### DATA FOR PROCESSING

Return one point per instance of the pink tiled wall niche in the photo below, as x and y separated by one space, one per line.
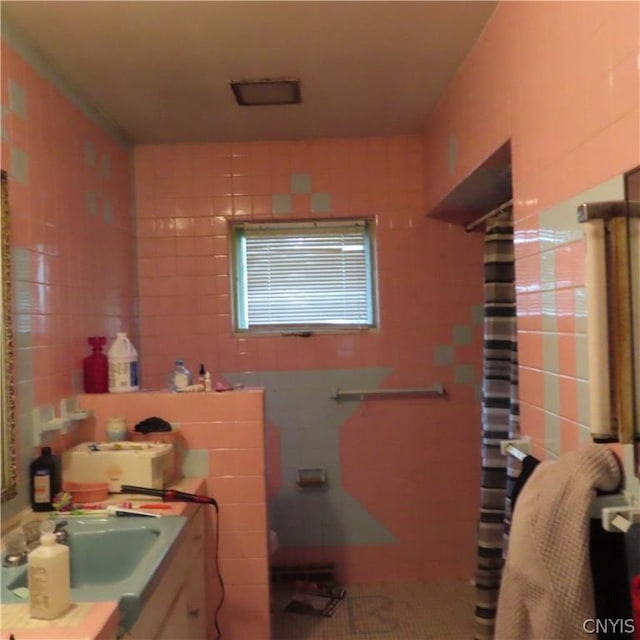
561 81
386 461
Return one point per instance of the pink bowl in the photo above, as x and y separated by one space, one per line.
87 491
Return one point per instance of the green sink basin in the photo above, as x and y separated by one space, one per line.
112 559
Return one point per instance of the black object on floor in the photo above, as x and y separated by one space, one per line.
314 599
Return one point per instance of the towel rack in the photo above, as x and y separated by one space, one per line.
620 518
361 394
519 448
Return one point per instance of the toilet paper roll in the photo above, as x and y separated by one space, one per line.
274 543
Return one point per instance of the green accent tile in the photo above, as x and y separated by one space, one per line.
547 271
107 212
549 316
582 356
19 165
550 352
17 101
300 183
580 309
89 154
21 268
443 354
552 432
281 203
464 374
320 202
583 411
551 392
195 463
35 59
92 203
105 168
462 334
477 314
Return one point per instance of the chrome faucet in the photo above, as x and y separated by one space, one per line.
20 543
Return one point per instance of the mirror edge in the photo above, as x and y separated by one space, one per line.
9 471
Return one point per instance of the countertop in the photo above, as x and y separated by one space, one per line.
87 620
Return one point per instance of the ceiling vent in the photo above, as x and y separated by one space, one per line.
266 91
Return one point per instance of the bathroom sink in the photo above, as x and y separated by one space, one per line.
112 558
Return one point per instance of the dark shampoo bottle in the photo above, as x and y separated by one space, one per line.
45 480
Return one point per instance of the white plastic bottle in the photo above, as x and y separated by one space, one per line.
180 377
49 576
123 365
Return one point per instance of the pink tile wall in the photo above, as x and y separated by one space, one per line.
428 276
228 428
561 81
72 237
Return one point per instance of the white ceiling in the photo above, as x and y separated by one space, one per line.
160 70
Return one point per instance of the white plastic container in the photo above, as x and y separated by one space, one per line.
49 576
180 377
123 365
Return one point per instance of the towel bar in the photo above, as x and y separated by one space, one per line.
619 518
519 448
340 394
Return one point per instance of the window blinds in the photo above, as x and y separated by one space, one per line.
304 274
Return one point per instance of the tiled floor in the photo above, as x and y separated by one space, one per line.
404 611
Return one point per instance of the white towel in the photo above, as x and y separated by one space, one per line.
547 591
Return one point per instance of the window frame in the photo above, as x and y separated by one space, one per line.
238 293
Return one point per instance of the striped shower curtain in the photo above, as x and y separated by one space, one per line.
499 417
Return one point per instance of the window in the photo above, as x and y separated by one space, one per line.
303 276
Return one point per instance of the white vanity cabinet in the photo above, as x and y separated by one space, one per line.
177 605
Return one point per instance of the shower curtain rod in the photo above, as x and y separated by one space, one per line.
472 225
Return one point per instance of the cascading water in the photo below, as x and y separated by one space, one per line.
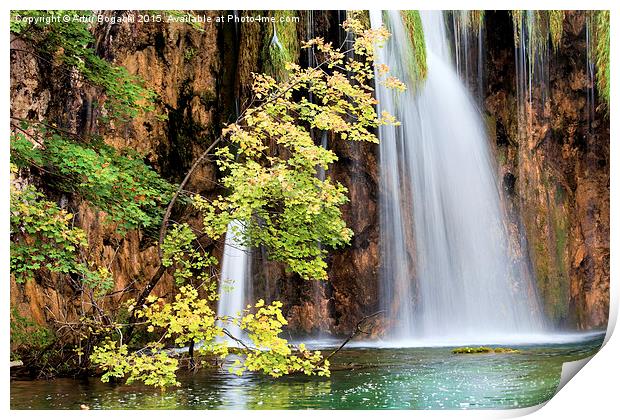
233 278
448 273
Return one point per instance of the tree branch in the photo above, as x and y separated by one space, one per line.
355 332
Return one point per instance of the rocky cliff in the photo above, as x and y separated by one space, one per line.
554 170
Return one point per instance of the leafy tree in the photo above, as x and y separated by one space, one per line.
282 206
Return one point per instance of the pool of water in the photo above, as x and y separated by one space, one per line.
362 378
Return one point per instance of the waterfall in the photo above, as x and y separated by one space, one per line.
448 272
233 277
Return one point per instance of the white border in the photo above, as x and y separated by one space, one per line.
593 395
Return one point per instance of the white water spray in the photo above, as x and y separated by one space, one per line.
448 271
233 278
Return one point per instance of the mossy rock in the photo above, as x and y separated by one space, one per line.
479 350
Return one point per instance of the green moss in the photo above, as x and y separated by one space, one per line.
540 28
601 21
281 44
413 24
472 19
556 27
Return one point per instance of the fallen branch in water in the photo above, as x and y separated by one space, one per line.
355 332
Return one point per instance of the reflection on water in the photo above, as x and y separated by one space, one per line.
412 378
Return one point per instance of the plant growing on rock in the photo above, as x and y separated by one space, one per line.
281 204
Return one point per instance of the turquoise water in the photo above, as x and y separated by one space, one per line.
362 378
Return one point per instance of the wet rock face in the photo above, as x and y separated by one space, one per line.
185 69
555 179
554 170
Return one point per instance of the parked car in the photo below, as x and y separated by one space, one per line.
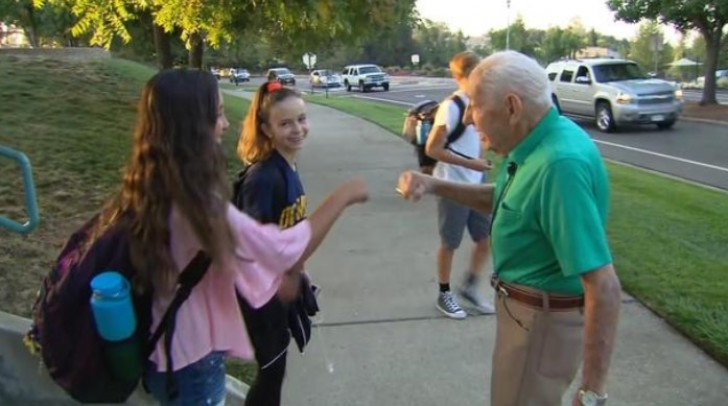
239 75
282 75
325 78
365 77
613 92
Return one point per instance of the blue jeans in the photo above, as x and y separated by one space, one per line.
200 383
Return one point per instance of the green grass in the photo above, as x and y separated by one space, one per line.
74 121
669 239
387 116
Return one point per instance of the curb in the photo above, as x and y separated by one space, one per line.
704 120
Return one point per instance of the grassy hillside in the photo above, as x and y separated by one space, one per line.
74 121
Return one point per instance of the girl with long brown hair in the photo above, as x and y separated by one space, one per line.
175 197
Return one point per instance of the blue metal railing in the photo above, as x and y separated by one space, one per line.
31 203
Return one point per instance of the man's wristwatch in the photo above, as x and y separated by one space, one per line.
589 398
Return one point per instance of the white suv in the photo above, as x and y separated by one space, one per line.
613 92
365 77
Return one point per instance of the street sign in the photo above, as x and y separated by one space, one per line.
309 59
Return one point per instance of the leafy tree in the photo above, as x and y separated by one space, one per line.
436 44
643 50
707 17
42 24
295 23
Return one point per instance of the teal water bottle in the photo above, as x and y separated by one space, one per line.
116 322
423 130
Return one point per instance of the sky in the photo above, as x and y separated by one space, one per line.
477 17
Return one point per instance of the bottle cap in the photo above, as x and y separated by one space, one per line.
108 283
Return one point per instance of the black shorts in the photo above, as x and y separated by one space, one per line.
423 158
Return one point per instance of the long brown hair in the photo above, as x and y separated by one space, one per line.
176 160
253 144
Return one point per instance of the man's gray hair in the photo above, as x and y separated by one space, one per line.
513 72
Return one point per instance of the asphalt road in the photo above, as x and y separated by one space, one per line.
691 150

######

### WHAT IS NEEDED:
Each record above must be returned exactly as written, with its pictures omitted.

### TASK RESULT:
Return one point per instance of the pink tiled wall niche in the photo below, as x and y separated by one space, one per line.
561 81
386 461
Return one point per instance of the pink bowl in the photo above, as x and y separated by one space, one per line.
87 491
Return one point per instance of the green sink basin in the photo above, as x and y separated by one space, one per line.
112 559
Return one point per instance of the black object on floor in the photo above, as x and y separated by one space, one per line.
314 599
Return one point per instance of the towel rack in the photo above, as x and y separated by one space, one per line.
620 518
361 394
519 448
Return one point per instance of the toilet paper roll in the photo above, as x and y separated by one space, one per line.
274 543
Return one point per instance of the green accent tile in the photo above, as x and y separated by one space, one per line.
547 271
107 212
549 316
582 356
19 165
550 352
17 101
300 183
580 309
89 154
21 268
443 354
552 432
281 203
464 374
320 202
583 411
551 392
195 463
35 59
92 203
105 168
462 334
477 314
Return one point per instance of the chrome faucet in the photo above, as x and y separated by one space, one per line.
20 543
Return one point per instance of the mirror edge in the photo above, as x and y separated by one space, one per line.
9 471
Return one point per instance of the countertop in the photo above, as x and y separated by one space, one per line.
87 620
Return one point per instance of the ceiling vent in the photo above, as x and y separated by one space, one per line.
266 91
Return one point per instance of the bathroom sink in the photo above, as x and y separated by one space, one per line.
112 558
Return one point per instance of the dark shampoo bottle in the photo above, as x and y separated by one space, one per line.
45 480
Return one point per instance of the white plastic bottle in the photo above, as x and y separated by one space, one per line.
180 377
49 576
123 365
Return one point per instance of the pink tile wall in the photo above, as x and y separated by one space, one per line.
428 276
228 428
561 81
72 237
Return one point per instance of the white ceiling in the photo above, as x and y separated by one space, one per line.
160 70
Return one point per instance of the white plastic container in the photo above, as x and y separated by one space, one per line.
49 576
180 377
123 365
Return one point per instance of the towel bar in the photo above, as x and y separated by one space, one per line.
619 518
519 448
340 394
Return one point per instance of the window blinds in the photo above, as x and y separated by one space, one per line.
304 274
Return one point per instance of the tiled floor in the photo above, as x and y separated by one space, one per line.
404 611
Return one point per instance of the white towel in the photo above, as x and y separated by one space, one per line.
547 591
Return one point per instance of the window frame in the photo above, as x and y separated by one space, one per line.
238 293
Return one point per instance of the striped shower curtain in the photo above, as x and y separated by one space, one per line.
499 417
Return one point per instance of the window in the photo above, as x and y separated by one space, one per line.
303 276
Return one point per instance of the white vanity cabinet in the photo above, as x and y separated by one space, one per line.
177 605
Return one point per instance of the shower curtain rod in the photo above, as x and y separated by one space, one per line.
472 225
Return one point per instance of the cascading water in the photo below, as x and y separated by one space, one per line.
233 278
448 273
Return one point per instance of the tree branch in the photo above, as x and y separated by one space, one per line.
355 332
Return one point per instance of the rocky cliff in the photo above, as x and y separated by one space, one per line.
554 170
Return one point per instance of the leafy tree in the photo above, as x and y separated by one space, one per line.
282 206
Return one point per instance of the pool of water in the photo above, as x and y separated by one space, one per line.
362 378
Return one point per instance of the waterfall in the photo above, as x and y separated by one space, one per line.
448 272
233 277
Return one point per instance of the white border in the photo above, as x and y separated by one space, one per line.
593 395
Return one point per instance of the white water spray in the photo above, as x and y separated by one space, one per line.
448 271
233 278
Return one point per instance of the mossy rock in the photo above, as x and y separated by one space, one per line.
479 350
Return one point per instance of the green moss in the photo above, as x and y separated by one space, one per line.
540 28
601 21
281 44
413 24
472 19
556 27
Return one point per instance of the fallen branch in water in the photo above, as x and y separated by one space, one per line.
355 332
Return one point per instance of the reflection on water in the photo above, as x and y separated by one space, one per line.
412 378
Return one point per instance of the plant growing on rock in the photo above, as x and y separated by one space, one per line.
281 204
Return one point per instance of the turquoise water in the photo above, as x and y separated by one space, one per line.
362 378
Return one point per instance of the wet rock face in the photo above, as x and y separated by one space, one per line.
185 69
555 179
554 170
Return one point per instance of the parked car in the photo below, as x and y separated by one space, one per line.
239 75
282 75
325 78
365 77
613 92
Return one point per instance of the blue jeans in the photo above, as x and y separated by one space, one per line.
200 383
Return one point per instance of the green grass in the photo above, as x and y separated by one space, one per line.
74 121
669 239
387 116
Return one point per instance of the curb in the photo above, as x and y separated by one space, one per line.
704 120
Return one point per instance of the grassy hillside in the photo above, as x and y separated by one space, one per line.
74 121
Return one point per instance of the girl with long brown hair in the photo above, as x and y separated by one space, one per line.
175 197
Return one point per instance of the blue metal railing in the photo above, as x and y separated by one space, one per line.
31 203
Return one point per instance of the man's wristwatch in the photo above, as x and y separated by one space, one per line.
589 398
Return one point per instance of the white suv in the photo above, as x and y separated by one space, one per line.
613 92
365 77
Return one point per instance of the street sign in the photo above, as x and y separated by one space, one per line.
309 59
Return one point per instance of the leafy tree in the photo above, as x and y separated by one space, one per line.
436 44
643 50
707 17
42 24
295 23
Return one point per instance of the teal water bottle in the photo above, as x and y separated by one space, one per line.
116 322
423 130
Return one point per instance of the sky in the photo above, as x and y separated by one space, one per line.
477 17
Return one point per instance of the bottle cap in the photo above, as x and y separated by one space, one per line.
108 283
Return one point per instance of the black shorts in the photo above, as x and y separated by one space, one per line.
423 158
Return one point per instance of the long brown hair in the photo above, as x and y separated by one space, one per line.
176 160
253 144
Return one point per instance of the man's gray hair in the photo above, as x and y separated by one space, one per line.
513 72
Return one point per instance of the asphalt road in the photo above, as x and y separated by one space, one per line.
691 150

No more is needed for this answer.